[PROVIDED PASSAGE]
How many years surpluses we would need to pay off the debt in total ....
Not a workable number
Just takes some monetary doubling
https://research.stlouisfed.org/fred2/series/MABMM301USM189S
and things will be great again.
We didn't really pay down our ginormous WW2 debt either, but inflation took care of it for us in the 1970s.
WW2 debt
This isn't WWII debt one time spending... this is 50 years of major mandatory payouts to an older aging population that isn't going away like a one time spending war event...
It's impossible, trust me, I have tried to have any model that would work and it all comes back negative, badly too
It is what it is...
Good point BB on the money doubling. Inflation is a tried and true method of screwing investors and reestablishing fiscal solvency in the face of the government being wholly owned by the owners.
On the plus side: real estate owners will see fantastic appreciation when the inflation hits the fan. And inevitable wage inflation should help the terminally indebted.
have run every single model possible, it's impossible to pay off the debt,
Since so much of it is mandatory, any recession from now on will just expand the total debt profile since so much of is mandatory
Try a model with higher GDP growth and lower interest rates on gov bonds. Is there a model that is constraining these, or an assumption?

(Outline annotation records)
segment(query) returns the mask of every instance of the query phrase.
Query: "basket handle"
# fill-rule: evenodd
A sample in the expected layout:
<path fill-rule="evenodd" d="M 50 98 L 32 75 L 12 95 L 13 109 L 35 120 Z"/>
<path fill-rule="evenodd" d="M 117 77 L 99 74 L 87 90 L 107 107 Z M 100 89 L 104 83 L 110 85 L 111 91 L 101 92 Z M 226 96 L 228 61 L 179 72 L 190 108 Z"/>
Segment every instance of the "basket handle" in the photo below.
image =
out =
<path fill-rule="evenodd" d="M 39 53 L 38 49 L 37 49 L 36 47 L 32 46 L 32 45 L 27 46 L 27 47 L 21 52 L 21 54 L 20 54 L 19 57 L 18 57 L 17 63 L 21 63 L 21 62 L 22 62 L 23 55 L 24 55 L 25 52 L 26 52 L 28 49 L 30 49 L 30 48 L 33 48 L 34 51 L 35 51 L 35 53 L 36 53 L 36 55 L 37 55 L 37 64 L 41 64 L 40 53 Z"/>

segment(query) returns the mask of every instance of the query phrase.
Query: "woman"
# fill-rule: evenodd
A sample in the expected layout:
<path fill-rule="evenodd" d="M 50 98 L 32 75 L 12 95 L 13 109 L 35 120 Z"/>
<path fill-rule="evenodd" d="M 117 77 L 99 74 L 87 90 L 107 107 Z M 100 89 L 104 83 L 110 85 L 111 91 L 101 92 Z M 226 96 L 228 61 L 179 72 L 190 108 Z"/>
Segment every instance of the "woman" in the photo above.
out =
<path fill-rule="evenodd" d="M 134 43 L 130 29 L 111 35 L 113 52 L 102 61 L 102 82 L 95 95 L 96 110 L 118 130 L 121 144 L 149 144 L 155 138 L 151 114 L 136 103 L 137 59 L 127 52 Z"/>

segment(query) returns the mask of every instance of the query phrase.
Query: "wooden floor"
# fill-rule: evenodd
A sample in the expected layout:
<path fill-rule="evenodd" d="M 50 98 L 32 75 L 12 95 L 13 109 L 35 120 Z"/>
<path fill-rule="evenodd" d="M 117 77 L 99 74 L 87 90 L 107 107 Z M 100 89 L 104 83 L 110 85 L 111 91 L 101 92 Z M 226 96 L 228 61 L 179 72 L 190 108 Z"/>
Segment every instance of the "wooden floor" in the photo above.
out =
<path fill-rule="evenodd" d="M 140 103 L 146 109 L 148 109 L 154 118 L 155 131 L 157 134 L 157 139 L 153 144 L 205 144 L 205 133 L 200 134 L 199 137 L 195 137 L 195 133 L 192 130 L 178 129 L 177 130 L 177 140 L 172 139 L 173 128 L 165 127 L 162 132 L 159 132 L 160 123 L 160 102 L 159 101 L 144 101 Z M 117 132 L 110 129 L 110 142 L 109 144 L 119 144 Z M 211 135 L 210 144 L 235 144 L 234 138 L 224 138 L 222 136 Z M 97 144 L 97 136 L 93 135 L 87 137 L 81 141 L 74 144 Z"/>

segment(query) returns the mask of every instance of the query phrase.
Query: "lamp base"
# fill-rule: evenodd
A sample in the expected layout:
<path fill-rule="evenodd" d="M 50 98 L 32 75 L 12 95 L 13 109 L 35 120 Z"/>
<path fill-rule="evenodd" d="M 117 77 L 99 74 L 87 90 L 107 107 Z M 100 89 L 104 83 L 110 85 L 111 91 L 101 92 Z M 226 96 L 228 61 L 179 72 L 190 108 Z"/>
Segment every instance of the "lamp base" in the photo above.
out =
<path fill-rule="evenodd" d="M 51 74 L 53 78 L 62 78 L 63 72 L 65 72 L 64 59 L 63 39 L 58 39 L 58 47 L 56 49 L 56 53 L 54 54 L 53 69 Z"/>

[GIVEN INSTRUCTION 1] In the debt discussion, in what decade does inflation take care of the WW2 debt?
[GIVEN INSTRUCTION 2] Copy the portion of the debt discussion starting at "We didn't really" and ending at "by the owners.".
[GIVEN INSTRUCTION 3] Name every group of people that the debt discussion mentions.

[FULL OUTPUT 1] The 1970s.

[FULL OUTPUT 2]
We didn't really pay down our ginormous WW2 debt either, but inflation took care of it for us in the 1970s.
WW2 debt
This isn't WWII debt one time spending... this is 50 years of major mandatory payouts to an older aging population that isn't going away like a one time spending war event...
It's impossible, trust me, I have tried to have any model that would work and it all comes back negative, badly too
It is what it is...
Good point BB on the money doubling. Inflation is a tried and true method of screwing investors and reestablishing fiscal solvency in the face of the government being wholly owned by the owners.

[FULL OUTPUT 3]
- an older aging population
- investors
- the owners who wholly own the government
- real estate owners
- the terminally indebted